## Begin

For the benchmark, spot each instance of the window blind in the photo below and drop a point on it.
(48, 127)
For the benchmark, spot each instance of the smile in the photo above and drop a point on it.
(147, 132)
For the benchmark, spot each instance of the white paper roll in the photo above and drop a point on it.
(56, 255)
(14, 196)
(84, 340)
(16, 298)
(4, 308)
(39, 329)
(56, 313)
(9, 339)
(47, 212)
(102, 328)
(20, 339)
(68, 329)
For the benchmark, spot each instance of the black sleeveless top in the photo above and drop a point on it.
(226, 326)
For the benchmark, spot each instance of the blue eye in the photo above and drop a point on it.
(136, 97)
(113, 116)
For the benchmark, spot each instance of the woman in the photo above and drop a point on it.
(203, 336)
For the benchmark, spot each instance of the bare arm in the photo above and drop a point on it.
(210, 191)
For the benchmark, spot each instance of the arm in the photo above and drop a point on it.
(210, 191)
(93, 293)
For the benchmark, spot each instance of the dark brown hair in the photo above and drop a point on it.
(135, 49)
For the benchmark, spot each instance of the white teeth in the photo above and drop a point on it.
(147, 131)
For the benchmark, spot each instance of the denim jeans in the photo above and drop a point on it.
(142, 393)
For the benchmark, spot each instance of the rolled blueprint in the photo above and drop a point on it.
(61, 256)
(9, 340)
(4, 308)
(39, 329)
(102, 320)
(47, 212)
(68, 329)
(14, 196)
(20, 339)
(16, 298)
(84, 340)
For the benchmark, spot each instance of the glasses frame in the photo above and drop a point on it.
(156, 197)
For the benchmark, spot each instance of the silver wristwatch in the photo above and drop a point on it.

## End

Print every line of the entries unchanged, starting at the line that contains "For the benchmark, spot each instance of the smile" and continuing through the last line of the entries, with both ends included.

▶ **RESULT OF THE EXERCISE**
For the benchmark, spot each instance of the smile in the photo above and drop a point on it.
(147, 132)
For the benchmark, spot each instance of the white paper roll in the photo above and drop a point on it.
(56, 255)
(14, 196)
(84, 340)
(16, 298)
(4, 308)
(39, 329)
(56, 313)
(9, 339)
(47, 212)
(102, 328)
(20, 339)
(68, 329)
For the benchmark, spot each instance of the black sleeveless top in the photo above and drop a point on it.
(226, 326)
For the benchmark, spot each instance of the blue eye in the photo above and drop a point on it.
(136, 97)
(113, 116)
For the benchmark, spot each instance of the woman in the photo above and drop a point on it.
(203, 336)
For the benchmark, spot each instance of the bare arm in the photo above and drop a point on it.
(210, 191)
For the benchmark, spot each instance of the arm in the photo above and drop a point on it.
(210, 191)
(93, 293)
For the benchmark, spot each instance of the dark brown hair in the photo above and drop a point on it.
(135, 49)
For the benchmark, spot each instance of the white teeth in the photo above and drop a point on it.
(147, 131)
For the benchmark, spot each instance of the denim jeans in the photo above and drop a point on it.
(142, 393)
For the benchmark, spot each instance of the rolled blueprint in the photo above and drop a point on it.
(61, 256)
(9, 340)
(4, 308)
(39, 329)
(102, 320)
(47, 212)
(68, 329)
(14, 196)
(20, 339)
(16, 298)
(84, 340)
For the benchmark, spot each instance of the glasses frame in the photo above and drop a point on it.
(156, 197)
For the benchmark, spot each instance of the silver wristwatch in the photo above and drop a point on it.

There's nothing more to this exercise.